(Source records)

=====

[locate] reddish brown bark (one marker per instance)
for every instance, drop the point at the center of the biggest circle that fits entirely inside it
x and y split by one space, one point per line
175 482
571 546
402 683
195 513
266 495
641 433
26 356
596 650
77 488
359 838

=====

Recast every line of the data above as a Markdown table with the columns "Number" and "Record line," numbering each row and omitting blank lines.

FINAL RESULT:
| Number | Record line |
|---|---|
| 1 | [locate] reddish brown bark (one marker per instance) |
| 2 | for every instance, drop the point at the center of the biggest circle that fits entirely inside it |
| 3 | x and y split by one space, one point per line |
| 4 | 175 482 |
| 5 | 571 546 |
| 6 | 402 683 |
| 7 | 195 513 |
| 8 | 266 495 |
| 9 | 641 433 |
| 10 | 26 356 |
| 11 | 596 650 |
| 12 | 77 488 |
| 13 | 359 838 |